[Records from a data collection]
^^^^
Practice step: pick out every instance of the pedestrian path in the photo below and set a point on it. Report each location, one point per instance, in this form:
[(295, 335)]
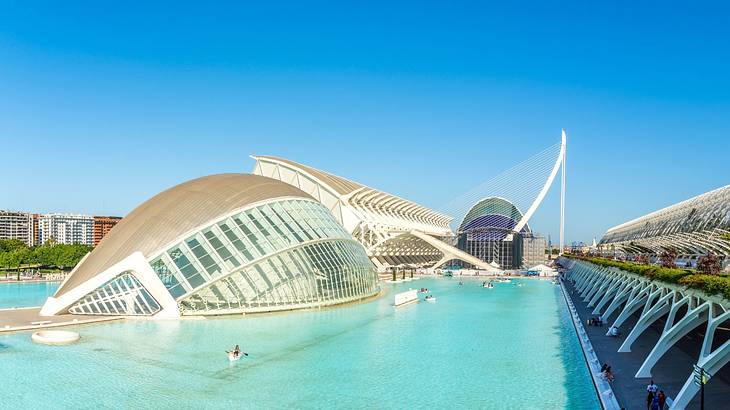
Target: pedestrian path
[(669, 374)]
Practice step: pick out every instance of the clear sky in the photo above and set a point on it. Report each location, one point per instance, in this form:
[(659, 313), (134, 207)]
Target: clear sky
[(102, 104)]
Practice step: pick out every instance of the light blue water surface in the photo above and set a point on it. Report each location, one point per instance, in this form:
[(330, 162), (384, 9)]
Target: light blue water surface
[(25, 294), (507, 348)]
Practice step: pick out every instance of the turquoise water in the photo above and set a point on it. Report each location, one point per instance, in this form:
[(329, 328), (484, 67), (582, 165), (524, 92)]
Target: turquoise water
[(510, 347), (25, 294)]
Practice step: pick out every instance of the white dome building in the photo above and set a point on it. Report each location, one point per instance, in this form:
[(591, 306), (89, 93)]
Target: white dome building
[(227, 243)]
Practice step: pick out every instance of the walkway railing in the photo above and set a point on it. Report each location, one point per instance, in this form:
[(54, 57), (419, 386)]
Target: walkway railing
[(602, 386), (608, 289)]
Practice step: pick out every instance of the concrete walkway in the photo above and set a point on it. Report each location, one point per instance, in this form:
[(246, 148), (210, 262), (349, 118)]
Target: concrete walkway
[(13, 320), (669, 374)]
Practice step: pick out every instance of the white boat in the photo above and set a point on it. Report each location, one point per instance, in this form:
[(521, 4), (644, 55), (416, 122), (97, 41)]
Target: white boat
[(405, 298)]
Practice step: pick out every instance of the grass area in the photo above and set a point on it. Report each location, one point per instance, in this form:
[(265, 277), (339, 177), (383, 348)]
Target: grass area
[(710, 284)]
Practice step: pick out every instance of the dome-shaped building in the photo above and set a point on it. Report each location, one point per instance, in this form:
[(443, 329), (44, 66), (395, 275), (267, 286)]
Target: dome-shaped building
[(487, 232), (227, 243)]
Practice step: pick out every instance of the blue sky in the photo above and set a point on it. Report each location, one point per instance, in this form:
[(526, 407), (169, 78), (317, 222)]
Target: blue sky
[(102, 106)]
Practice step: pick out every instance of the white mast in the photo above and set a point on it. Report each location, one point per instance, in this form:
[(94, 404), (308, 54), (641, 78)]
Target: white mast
[(562, 196)]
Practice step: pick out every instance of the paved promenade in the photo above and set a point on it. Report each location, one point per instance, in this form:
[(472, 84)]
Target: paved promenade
[(12, 320), (669, 374)]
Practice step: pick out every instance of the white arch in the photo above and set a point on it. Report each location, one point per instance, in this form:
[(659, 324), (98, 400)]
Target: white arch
[(559, 162)]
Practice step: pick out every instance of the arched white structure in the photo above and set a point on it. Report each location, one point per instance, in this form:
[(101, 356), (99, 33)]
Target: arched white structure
[(693, 227), (559, 164), (227, 243), (607, 289), (392, 230)]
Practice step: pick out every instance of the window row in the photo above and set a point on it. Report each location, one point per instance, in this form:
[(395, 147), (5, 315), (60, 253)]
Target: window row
[(319, 274), (123, 295), (242, 238)]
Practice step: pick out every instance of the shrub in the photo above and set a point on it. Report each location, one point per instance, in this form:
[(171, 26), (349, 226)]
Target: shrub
[(667, 258), (709, 264)]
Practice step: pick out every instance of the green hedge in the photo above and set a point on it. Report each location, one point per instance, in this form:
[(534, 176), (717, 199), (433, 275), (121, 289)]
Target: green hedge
[(710, 284)]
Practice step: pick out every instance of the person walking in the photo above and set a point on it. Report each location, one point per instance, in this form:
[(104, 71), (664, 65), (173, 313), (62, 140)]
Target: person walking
[(651, 390), (662, 399)]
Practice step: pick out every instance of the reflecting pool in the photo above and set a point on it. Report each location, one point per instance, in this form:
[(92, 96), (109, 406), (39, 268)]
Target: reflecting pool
[(25, 294), (509, 347)]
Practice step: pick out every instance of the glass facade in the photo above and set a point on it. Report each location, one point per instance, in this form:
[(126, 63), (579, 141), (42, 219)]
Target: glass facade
[(285, 254), (485, 228), (121, 296), (281, 255)]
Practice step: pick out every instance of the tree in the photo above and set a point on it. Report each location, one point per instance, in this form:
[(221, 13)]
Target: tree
[(709, 264), (667, 258), (9, 245)]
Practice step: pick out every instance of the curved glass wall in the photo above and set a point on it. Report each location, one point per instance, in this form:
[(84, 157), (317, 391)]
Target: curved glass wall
[(285, 254), (484, 229), (123, 295)]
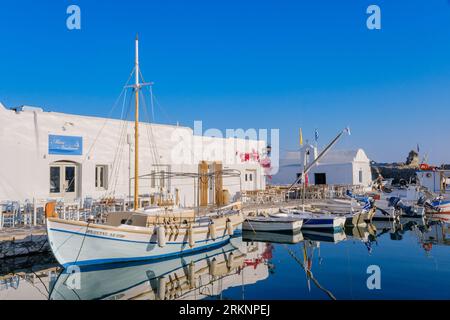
^^^^
* _What you will do_
Transcribe the lines above between the line holding "[(472, 84)]" and the line holding "[(659, 324), (98, 400)]", inclusive, exactly as they stand and with nothing added.

* _Answer to this task_
[(472, 84)]
Target: paved promenade
[(12, 320), (669, 374)]
Practice step: pick out every instance of the white arch in the photo above and set a point on it. Report each location, one point per instance, in this form:
[(659, 324), (98, 400)]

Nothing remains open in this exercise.